▸ **Work instructions**:
For every row, rewrite its lines as a JSON list of strings with one string per line. Skip blank lines and leave the pictures out.

[Segmentation labeling items]
★ ★ ★ ★

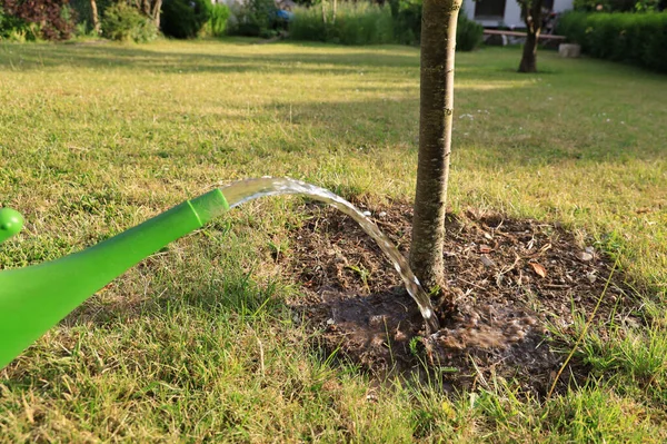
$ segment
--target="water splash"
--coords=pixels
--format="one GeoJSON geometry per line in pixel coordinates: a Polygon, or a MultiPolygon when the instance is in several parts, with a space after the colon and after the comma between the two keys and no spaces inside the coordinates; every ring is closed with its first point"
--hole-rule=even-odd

★ ★ ★ ★

▸ **Result of this exercise**:
[
  "$ segment",
  "--target=\"water splash\"",
  "--coords=pixels",
  "--format=\"one GeoJSON geometry per line in pixel coordinates: a Polygon, or a MultiPolygon when the instance is in several parts, with a space after the colon and after the comma between the two keys and no spaces inside the coordinates; every ring is closed with its first point\"",
  "--hole-rule=even-odd"
]